▼

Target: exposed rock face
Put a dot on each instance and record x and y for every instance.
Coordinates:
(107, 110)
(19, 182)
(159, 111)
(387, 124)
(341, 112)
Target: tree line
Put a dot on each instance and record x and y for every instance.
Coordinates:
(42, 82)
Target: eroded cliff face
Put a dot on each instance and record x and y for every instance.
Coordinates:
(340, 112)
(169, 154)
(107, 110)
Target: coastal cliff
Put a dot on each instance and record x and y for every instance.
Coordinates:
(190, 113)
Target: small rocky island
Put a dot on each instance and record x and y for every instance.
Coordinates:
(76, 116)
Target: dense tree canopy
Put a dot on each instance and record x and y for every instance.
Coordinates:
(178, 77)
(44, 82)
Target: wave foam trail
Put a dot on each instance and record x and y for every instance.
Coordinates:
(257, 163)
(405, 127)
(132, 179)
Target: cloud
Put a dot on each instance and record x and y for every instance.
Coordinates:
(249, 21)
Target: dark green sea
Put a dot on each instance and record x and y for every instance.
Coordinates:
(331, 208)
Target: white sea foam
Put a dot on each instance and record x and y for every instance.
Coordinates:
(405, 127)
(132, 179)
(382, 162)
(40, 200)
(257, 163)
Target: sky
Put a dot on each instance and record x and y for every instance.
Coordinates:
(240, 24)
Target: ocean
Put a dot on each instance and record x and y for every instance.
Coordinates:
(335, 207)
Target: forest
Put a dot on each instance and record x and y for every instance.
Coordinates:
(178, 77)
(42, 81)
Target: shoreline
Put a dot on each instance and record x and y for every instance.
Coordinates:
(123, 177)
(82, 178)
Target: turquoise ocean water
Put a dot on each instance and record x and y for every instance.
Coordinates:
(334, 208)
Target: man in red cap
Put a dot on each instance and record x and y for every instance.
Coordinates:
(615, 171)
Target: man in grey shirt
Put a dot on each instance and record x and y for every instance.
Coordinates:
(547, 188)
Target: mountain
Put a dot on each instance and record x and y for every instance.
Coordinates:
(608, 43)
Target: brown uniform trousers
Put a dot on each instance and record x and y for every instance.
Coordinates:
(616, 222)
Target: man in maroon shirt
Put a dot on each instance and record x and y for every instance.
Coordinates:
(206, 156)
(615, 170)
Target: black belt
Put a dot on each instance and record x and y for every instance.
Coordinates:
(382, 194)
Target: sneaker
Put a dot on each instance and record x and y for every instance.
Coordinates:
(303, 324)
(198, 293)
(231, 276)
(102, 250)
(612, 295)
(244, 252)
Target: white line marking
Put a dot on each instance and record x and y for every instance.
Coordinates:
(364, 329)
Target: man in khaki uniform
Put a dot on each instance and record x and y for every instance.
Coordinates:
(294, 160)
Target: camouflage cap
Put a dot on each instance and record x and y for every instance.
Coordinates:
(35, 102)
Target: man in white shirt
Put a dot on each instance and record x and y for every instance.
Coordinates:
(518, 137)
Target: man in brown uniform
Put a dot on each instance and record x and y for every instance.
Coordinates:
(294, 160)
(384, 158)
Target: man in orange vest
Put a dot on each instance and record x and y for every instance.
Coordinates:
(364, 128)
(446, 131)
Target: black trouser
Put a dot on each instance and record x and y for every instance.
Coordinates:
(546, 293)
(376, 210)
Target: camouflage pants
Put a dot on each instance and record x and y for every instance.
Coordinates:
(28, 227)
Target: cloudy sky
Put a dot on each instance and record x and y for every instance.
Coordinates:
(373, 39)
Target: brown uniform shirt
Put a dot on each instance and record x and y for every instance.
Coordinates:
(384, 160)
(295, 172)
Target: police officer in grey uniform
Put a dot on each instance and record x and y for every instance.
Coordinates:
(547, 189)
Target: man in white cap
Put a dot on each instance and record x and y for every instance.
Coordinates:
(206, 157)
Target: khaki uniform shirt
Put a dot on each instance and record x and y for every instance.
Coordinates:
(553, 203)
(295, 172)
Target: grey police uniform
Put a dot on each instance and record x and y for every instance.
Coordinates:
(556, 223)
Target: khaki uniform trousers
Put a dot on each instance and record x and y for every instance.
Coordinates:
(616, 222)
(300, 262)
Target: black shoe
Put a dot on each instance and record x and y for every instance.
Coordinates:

▲

### TO DO
Word for word, quote the lines from the line containing "Target: man in white cap" through the end of the material, both included, and nothing else.

### TASK RESULT
Target: man in white cap
Put a dot on each instance and record x and y for every instance.
Coordinates:
(206, 157)
Target: khaki uniform shirt
Put a dot on each instance and record x and y for every instance.
Coordinates:
(553, 203)
(295, 172)
Target: grey police uniform
Put a dot on each instance and record x and y for every instance.
Coordinates:
(556, 223)
Target: khaki uniform trousers
Put a dot on each instance and record x and y for every instance.
Coordinates:
(616, 222)
(300, 262)
Target: black shoe
Put a dot on each instance and record x and y for every instance.
Coordinates:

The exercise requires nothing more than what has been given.